Problem details: Word-for-word transcription is needed for all of the entries.

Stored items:
....

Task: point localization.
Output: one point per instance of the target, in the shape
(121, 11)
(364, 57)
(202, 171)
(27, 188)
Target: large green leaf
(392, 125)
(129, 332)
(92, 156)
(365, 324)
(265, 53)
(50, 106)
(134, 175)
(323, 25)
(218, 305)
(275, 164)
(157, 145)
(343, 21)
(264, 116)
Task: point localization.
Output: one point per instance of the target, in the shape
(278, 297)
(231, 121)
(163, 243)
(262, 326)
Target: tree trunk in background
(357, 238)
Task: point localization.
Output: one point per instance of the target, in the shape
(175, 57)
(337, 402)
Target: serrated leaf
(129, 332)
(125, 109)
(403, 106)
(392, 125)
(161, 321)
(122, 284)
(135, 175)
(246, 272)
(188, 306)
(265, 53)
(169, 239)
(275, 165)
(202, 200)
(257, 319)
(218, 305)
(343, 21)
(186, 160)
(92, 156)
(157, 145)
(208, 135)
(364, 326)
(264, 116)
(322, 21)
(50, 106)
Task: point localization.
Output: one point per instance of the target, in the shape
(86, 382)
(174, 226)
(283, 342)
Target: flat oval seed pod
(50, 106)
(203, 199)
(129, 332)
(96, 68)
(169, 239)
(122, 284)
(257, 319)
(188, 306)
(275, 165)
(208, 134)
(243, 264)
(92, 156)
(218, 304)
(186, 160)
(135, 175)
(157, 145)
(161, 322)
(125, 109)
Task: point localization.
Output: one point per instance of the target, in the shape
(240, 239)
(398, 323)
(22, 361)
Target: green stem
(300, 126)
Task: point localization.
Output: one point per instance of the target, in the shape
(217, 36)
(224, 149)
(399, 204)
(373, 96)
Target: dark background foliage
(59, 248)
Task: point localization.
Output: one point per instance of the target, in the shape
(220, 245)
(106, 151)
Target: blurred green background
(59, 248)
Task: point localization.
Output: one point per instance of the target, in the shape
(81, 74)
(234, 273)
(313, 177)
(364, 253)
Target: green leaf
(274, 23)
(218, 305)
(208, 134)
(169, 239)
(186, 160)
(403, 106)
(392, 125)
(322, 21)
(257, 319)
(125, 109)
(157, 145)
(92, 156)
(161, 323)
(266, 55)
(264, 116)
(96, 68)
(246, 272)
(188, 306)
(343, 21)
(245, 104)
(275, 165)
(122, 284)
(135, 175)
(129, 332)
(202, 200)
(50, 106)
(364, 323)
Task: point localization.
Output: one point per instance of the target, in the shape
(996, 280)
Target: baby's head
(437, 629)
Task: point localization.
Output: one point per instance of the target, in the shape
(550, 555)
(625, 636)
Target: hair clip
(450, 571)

....

Solution below:
Task: point localization.
Output: one point per instance of the target, in the shape
(121, 11)
(364, 57)
(202, 171)
(27, 188)
Target: large green leaf
(392, 125)
(129, 332)
(92, 156)
(365, 324)
(265, 53)
(50, 106)
(134, 175)
(323, 25)
(218, 305)
(275, 164)
(157, 145)
(343, 21)
(264, 116)
Task: point localization.
Output: one point per instance of the target, in the shape
(278, 297)
(231, 121)
(163, 243)
(262, 326)
Target: tree trunk in background
(357, 238)
Task: point localization.
Output: one point per instance of the target, in the shape
(175, 57)
(337, 402)
Target: serrated leaf
(129, 332)
(125, 109)
(403, 106)
(392, 125)
(161, 321)
(122, 284)
(135, 175)
(246, 272)
(188, 306)
(265, 53)
(169, 239)
(275, 165)
(202, 200)
(257, 319)
(218, 305)
(343, 21)
(186, 160)
(92, 156)
(157, 145)
(208, 135)
(364, 326)
(264, 116)
(322, 21)
(50, 106)
Task: point localization.
Output: one point per instance of the target, in the shape
(86, 382)
(174, 226)
(283, 342)
Target: flat oval seed pod
(50, 106)
(203, 199)
(129, 332)
(96, 68)
(169, 239)
(122, 284)
(257, 319)
(188, 306)
(275, 165)
(208, 134)
(243, 264)
(92, 156)
(218, 304)
(186, 160)
(135, 175)
(157, 145)
(161, 322)
(125, 109)
Task: point localization.
Output: one point per instance of the target, in the shape
(240, 239)
(398, 323)
(22, 361)
Target: green stem
(300, 126)
Task: point localization.
Output: one point per instance of the target, in the shape
(217, 36)
(224, 149)
(399, 204)
(373, 96)
Target: dark background foliage
(59, 248)
Task: point localization.
Output: one point per instance of the target, in the shape
(220, 245)
(106, 151)
Target: blurred green background
(59, 248)
Task: point localization.
Output: one point per instance of the target, in the shape
(81, 74)
(234, 273)
(313, 177)
(364, 253)
Target: green leaf
(274, 23)
(218, 305)
(208, 134)
(169, 239)
(186, 160)
(403, 106)
(392, 125)
(322, 21)
(257, 319)
(125, 109)
(157, 145)
(92, 156)
(161, 323)
(266, 55)
(264, 116)
(96, 68)
(246, 272)
(188, 306)
(343, 21)
(245, 104)
(275, 165)
(122, 284)
(135, 175)
(129, 332)
(202, 200)
(50, 106)
(364, 323)
Task: point localization.
Output: one point per instance of the target, in the shape
(996, 280)
Target: baby's head
(437, 629)
Task: point localization.
Output: one point per instance of the target, in the shape
(550, 555)
(625, 636)
Target: hair clip
(450, 571)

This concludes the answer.